◆ **ACTIVITY**: An exact transcription of the entries is required, with none of the pictures carried over.

[Dataset records]

━━━━

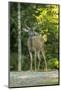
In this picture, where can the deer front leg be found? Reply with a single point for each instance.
(44, 59)
(31, 60)
(39, 58)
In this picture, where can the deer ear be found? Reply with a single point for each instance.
(45, 37)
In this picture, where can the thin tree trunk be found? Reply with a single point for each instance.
(19, 39)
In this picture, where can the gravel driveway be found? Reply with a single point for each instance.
(28, 78)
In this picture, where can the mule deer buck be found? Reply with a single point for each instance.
(36, 44)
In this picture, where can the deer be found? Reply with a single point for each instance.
(35, 44)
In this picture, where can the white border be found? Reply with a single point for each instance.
(4, 44)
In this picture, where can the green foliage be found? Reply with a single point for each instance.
(44, 20)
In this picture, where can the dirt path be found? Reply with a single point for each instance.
(28, 78)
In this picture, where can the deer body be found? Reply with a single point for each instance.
(36, 44)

━━━━

◆ **ANSWER TO THIS TASK**:
In this picture, where can the deer front leg be found? Reply with a single point for each instance.
(44, 59)
(31, 60)
(39, 58)
In this picture, where can the deer ear be found? Reply with a single point for each instance.
(45, 37)
In this picture, where can the thin tree trunk be found? Reply with a single point for each instance.
(19, 39)
In this picture, where can the gravel driveway be found? Reply with a single point for each instance.
(28, 78)
In this picture, where can the mule deer buck be found? Reply with a single point for each instance.
(36, 44)
In this picture, where can the deer be found? Reply with a single point for each instance.
(35, 44)
In this picture, where can the white border be found? Reply with a single point for each instance.
(4, 44)
In this picture, where can the green foliage be found? Reply with a single point for each instance.
(44, 20)
In this picture, where can the dirt path be found? Reply with a single point for each instance.
(28, 78)
In this picture, where can the deer body be found? Reply with a single point for each instance.
(36, 44)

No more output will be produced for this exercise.